Coordinate annotation records:
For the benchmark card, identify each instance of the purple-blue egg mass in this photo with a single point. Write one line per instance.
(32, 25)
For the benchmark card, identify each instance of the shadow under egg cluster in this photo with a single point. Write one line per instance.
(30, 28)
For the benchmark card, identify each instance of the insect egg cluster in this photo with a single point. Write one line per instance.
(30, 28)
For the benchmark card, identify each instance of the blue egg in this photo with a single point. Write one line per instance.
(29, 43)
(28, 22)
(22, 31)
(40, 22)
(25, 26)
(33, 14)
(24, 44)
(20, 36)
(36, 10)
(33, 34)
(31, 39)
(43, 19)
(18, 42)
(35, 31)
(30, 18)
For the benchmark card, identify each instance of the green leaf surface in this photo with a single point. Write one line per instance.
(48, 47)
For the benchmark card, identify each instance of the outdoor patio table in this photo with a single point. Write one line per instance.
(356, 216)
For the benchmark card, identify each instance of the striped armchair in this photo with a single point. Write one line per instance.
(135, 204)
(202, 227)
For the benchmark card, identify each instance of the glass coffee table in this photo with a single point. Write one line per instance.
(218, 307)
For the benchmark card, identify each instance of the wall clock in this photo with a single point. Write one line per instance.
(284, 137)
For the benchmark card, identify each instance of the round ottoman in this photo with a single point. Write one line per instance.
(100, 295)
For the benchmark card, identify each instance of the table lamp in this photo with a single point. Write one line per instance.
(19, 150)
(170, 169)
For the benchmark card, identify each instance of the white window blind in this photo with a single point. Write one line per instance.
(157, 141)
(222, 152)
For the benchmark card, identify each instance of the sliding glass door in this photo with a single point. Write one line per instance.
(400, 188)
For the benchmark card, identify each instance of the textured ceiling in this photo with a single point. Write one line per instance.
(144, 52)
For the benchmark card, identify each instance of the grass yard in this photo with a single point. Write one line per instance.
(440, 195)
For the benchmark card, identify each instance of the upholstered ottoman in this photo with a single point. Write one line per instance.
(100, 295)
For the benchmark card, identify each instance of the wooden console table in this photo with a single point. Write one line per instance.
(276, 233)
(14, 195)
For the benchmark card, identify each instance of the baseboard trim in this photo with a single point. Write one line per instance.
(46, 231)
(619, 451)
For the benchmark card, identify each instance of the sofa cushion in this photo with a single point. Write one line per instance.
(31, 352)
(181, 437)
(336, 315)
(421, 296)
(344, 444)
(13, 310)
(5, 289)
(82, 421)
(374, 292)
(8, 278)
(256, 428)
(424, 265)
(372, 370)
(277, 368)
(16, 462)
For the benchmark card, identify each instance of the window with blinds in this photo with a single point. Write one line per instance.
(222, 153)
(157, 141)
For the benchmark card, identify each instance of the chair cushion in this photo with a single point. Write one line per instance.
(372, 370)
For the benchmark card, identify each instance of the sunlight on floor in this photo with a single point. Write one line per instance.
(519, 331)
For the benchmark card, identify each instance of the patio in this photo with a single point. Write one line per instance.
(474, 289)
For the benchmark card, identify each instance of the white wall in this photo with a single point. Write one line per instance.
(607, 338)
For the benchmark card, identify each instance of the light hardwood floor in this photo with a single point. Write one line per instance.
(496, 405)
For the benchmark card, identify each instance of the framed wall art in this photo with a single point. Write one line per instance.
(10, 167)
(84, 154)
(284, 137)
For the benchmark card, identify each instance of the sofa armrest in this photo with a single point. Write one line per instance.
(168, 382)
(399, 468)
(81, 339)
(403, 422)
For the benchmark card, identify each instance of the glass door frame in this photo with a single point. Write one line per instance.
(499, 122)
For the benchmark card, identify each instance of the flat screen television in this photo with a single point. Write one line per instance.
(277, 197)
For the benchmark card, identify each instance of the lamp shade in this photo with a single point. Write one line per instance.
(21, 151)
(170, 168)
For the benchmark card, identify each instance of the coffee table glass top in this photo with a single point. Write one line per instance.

Work to do:
Repeat the material above exactly.

Task result:
For the benchmark card, identify each instance of the purple-blue egg mass in this photo with a single point. Write one line per instance.
(32, 25)
For the benchmark card, identify each instance of the shadow under egg cluster in this photo with a single point. Write one line per instance.
(30, 28)
For the benchmark card, identify each instance of the insect egg cluster in this photo with a single point. Write one line per instance.
(30, 28)
For the benchmark card, identify each instance of the blue egg in this photo with a single point. Write one line per instance.
(29, 43)
(28, 22)
(22, 31)
(40, 22)
(25, 26)
(33, 14)
(24, 44)
(20, 36)
(36, 10)
(33, 34)
(31, 39)
(43, 19)
(18, 42)
(35, 31)
(30, 18)
For the benchmark card, identify each instance of the green leaf surface in this photo with a single point. Write one line per instance.
(48, 47)
For the benchmark card, identify each instance of the outdoor patio table in this photo with a single point. Write one line per instance.
(356, 216)
For the benchmark card, identify each instance of the striped armchair in this photo with a single point. Write one line per instance.
(135, 204)
(202, 227)
For the benchmark card, identify each instance of the glass coffee table in this photo with a single point. Write one line per instance.
(218, 307)
For the benchmark card, identify each instance of the wall clock in this photo with a single point. Write one line per instance.
(284, 137)
For the benchmark card, identify each instance of the round ottoman in this photo with a single point. Write one line per instance.
(100, 295)
For the benchmark card, identify each instance of the table lamp in this photo with a single point. Write one line per instance.
(19, 150)
(170, 169)
For the benchmark card, identify each instance of the white window blind in this photo with a single point. Write one line per instance.
(157, 141)
(222, 152)
For the benchmark card, identify each instance of the sliding glass door in this photo with a single point. Write one line per instance.
(400, 188)
For the benchmark card, identify each instance of the textured ceiling in this photo with a single point. Write one line per instance.
(144, 52)
For the benchmark card, identify each instance of the grass yard in this photo with a single point. Write one line per instance.
(440, 195)
For the benchmark card, identify each instance of the upholstered ottoman in this photo with a single point. Write one line per instance.
(100, 295)
For the benchmark card, identify each instance of the wooden console table in this photo with a single point. Write one line per instance.
(276, 233)
(14, 195)
For the benchmark card, identify each instance of the baseboard trim in this photo with a single point. Write one line per instance.
(46, 231)
(619, 451)
For the benchmark card, identify each instance of the sofa cushion in this photo with a single point. Write one line per instance.
(31, 352)
(181, 437)
(336, 315)
(421, 296)
(344, 444)
(13, 310)
(5, 289)
(82, 421)
(374, 292)
(8, 278)
(256, 428)
(424, 265)
(372, 370)
(277, 368)
(16, 462)
For the benchmark card, identify each instance of the window with blinds in this photo with a single point. Write one line per instance.
(222, 153)
(157, 141)
For the benchmark card, identify each instance of the chair cushion in this photo with a single point. Write one line per instance.
(372, 370)
For the benchmark card, identify each instance of the sunlight on floor in this photo with a single point. Write one line per instance.
(519, 331)
For the benchmark card, identify each instance of the patio in this photo with a single point. Write one line per instance.
(474, 289)
For the benchmark card, identify each instance of the white wall in this photo with a single point. Write one line per instance.
(607, 338)
For the benchmark card, identify each instance of the light hardwood floor in this photo with a single point. Write one line per instance.
(496, 405)
For the benchmark card, identify each instance of the framed wall art in this photo with a single point. Write one line per instance.
(10, 167)
(84, 154)
(284, 137)
For the benchmark card, identify each instance of the sofa armrest in this photo with a single point. Write one line per instance.
(168, 382)
(399, 468)
(81, 339)
(403, 422)
For the benchmark card, identify each instance of the glass door frame in this photo with a single point. Write one line per instance.
(499, 122)
For the benchmark card, identify each instance of the flat screen television in this photo with a single point. Write one line per instance.
(277, 197)
For the benchmark card, identify each instance of the lamp shade in this photo with a single point. Write one line per instance.
(21, 151)
(170, 168)
For the benchmark card, identify each instance of the coffee table glass top in this photo with a single point. Write one line per instance.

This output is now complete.